**WORK TASK A**
According to the passage on extreme frozen-lake races, at what altitude does the Pangong Tso sit?
**WORK TASK B**
From the passage on extreme frozen-lake races, extract the exact text from "Other extreme winter" to "-14 degrees Celsius.".

It’s an unusual challenge they have set themselves. The Pangong Tso sits 4,350 metres above sea level (masl). Air pressure is so low, it will take a week for even experienced runners to acclimatise. Those who complete the Pangong run will automatically be part of a bid for a Guinness record for highest frozen-lake half-marathon in the world.

Other extreme winter marathons include the Arctic Marathon in Finnish Lapland, the Icebug Frozen Lake Marathon in Norway, the Polar Circle Marathon in Greenland, and the Antarctic Ice Marathon. “I had to go deep inside myself; it’s one of the hardest things I’ve ever done,” Ireland’s Sean Tobin said in a press release, after winning the Antarctic Ice Marathon in 2022. He was a national track champion, running in -14 degrees Celsius.

**INPUT DATA**
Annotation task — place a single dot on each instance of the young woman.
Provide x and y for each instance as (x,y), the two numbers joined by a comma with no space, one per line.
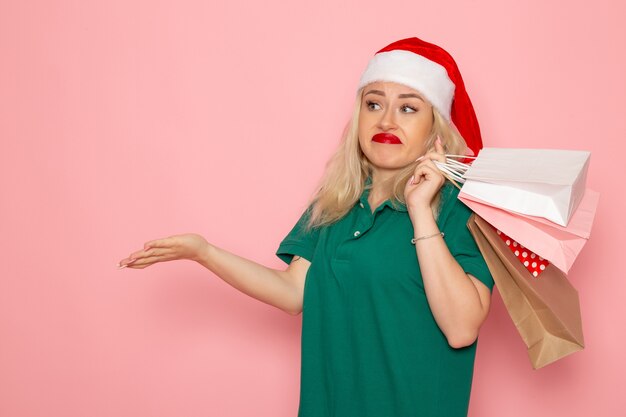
(390,283)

**TASK RESULT A**
4,350 metres above sea level

**TASK RESULT B**
Other extreme winter marathons include the Arctic Marathon in Finnish Lapland, the Icebug Frozen Lake Marathon in Norway, the Polar Circle Marathon in Greenland, and the Antarctic Ice Marathon. “I had to go deep inside myself; it’s one of the hardest things I’ve ever done,” Ireland’s Sean Tobin said in a press release, after winning the Antarctic Ice Marathon in 2022. He was a national track champion, running in -14 degrees Celsius.